■ **Exercise 1**
Copy from the screenplay scene everything from "Why don't you get" down to "was laid off.", word for word.

■ **Page**
____
The Homeless Man nods and starts to cry. Bateman reaches
into his pocket and pulls out a $10 bill, then changes his
mind and holds out a $5 instead.

BATEMAN
Is this what you need?

The Homeless Man nods, looks away, wipes his nose.

HOMELESS MAN
I'm so hungry.

BATEMAN
It's cold out, too, isn't it?

HOMELESS MAN
I'm so hungry.

BATEMAN
(Holding the bill just out of the man's reach)
Why don't you get a job? If you're so hungry, why don't you
get a job?

HOMELESS MAN
(Shivering and sobbing)
I lost my job...

BATEMAN
Why? Were you drinking? Is that why you lost it?
Insider trading? Just joking. No, really-were you drinking on
the job?

HOMELESS MAN I was fired. I was laid off.

BATEMAN
Gee, uh, that's too bad.

HOMELESS MAN
I'm so hungry.
____
■ **Records**
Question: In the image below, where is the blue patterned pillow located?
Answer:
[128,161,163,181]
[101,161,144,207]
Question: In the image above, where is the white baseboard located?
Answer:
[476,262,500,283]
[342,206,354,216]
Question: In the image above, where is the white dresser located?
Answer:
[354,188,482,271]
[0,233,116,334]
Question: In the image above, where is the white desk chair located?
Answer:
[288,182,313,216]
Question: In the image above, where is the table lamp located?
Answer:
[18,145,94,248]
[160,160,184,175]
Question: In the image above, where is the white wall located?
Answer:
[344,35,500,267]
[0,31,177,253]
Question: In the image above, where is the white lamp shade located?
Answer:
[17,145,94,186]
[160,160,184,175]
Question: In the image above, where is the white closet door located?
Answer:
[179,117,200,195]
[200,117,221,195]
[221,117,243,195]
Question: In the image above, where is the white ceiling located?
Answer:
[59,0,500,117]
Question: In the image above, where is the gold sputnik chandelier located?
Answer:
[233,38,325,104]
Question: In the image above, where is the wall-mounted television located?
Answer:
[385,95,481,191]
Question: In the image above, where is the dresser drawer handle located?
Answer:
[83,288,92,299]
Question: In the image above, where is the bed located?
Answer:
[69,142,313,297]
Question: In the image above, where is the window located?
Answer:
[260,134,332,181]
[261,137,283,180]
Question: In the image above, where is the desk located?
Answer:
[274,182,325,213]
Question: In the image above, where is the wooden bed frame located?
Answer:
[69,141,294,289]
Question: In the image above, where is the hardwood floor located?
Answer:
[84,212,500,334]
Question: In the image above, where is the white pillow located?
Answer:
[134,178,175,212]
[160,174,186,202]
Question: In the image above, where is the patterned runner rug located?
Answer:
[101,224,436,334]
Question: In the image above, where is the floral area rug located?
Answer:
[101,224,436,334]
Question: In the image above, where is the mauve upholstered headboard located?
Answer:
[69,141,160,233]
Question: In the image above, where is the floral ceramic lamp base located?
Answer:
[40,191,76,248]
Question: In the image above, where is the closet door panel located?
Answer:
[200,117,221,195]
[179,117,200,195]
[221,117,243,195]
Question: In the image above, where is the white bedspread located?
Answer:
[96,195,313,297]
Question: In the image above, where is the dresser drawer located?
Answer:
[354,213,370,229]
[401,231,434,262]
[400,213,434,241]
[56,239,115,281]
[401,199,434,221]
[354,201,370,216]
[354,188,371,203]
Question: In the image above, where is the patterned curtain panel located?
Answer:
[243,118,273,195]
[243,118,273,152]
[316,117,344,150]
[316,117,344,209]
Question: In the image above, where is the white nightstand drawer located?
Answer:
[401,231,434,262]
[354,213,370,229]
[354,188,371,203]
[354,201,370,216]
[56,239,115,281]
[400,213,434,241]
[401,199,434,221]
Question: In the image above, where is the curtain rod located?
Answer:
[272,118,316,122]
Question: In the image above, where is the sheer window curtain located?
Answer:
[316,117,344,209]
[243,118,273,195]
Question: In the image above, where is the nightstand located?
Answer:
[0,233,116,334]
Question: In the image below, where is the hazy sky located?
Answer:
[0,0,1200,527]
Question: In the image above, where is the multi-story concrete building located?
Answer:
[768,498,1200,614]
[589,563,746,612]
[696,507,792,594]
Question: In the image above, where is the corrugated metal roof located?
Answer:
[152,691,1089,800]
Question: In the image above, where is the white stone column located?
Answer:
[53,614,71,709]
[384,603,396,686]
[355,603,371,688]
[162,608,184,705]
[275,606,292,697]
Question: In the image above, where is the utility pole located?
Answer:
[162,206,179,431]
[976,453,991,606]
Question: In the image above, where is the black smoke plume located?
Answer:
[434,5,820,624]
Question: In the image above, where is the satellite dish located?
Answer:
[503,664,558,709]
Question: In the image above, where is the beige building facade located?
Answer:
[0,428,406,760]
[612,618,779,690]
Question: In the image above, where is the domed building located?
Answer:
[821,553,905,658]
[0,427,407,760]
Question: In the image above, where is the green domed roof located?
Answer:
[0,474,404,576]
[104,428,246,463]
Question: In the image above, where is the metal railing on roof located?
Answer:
____
■ **Exercise 2**
Turn the lines of the listing, everything from the line containing "Question: In the image above, where is the white dresser" down to the line containing "[69,142,313,297]", both included, into a Markdown table with the columns Row and Line. Skip blank lines.

■ **Complete response 1**
Why don't you get a job? If you're so hungry, why don't you
get a job?

HOMELESS MAN
(Shivering and sobbing)
I lost my job...

BATEMAN
Why? Were you drinking? Is that why you lost it?
Insider trading? Just joking. No, really-were you drinking on
the job?

HOMELESS MAN I was fired. I was laid off.

■ **Complete response 2**
| Row | Line |
|---|---|
| 1 | Question: In the image above, where is the white dresser located? |
| 2 | Answer: |
| 3 | [354,188,482,271] |
| 4 | [0,233,116,334] |
| 5 | Question: In the image above, where is the white desk chair located? |
| 6 | Answer: |
| 7 | [288,182,313,216] |
| 8 | Question: In the image above, where is the table lamp located? |
| 9 | Answer: |
| 10 | [18,145,94,248] |
| 11 | [160,160,184,175] |
| 12 | Question: In the image above, where is the white wall located? |
| 13 | Answer: |
| 14 | [344,35,500,267] |
| 15 | [0,31,177,253] |
| 16 | Question: In the image above, where is the white lamp shade located? |
| 17 | Answer: |
| 18 | [17,145,94,186] |
| 19 | [160,160,184,175] |
| 20 | Question: In the image above, where is the white closet door located? |
| 21 | Answer: |
| 22 | [179,117,200,195] |
| 23 | [200,117,221,195] |
| 24 | [221,117,243,195] |
| 25 | Question: In the image above, where is the white ceiling located? |
| 26 | Answer: |
| 27 | [59,0,500,117] |
| 28 | Question: In the image above, where is the gold sputnik chandelier located? |
| 29 | Answer: |
| 30 | [233,38,325,104] |
| 31 | Question: In the image above, where is the wall-mounted television located? |
| 32 | Answer: |
| 33 | [385,95,481,191] |
| 34 | Question: In the image above, where is the dresser drawer handle located? |
| 35 | Answer: |
| 36 | [83,288,92,299] |
| 37 | Question: In the image above, where is the bed located? |
| 38 | Answer: |
| 39 | [69,142,313,297] |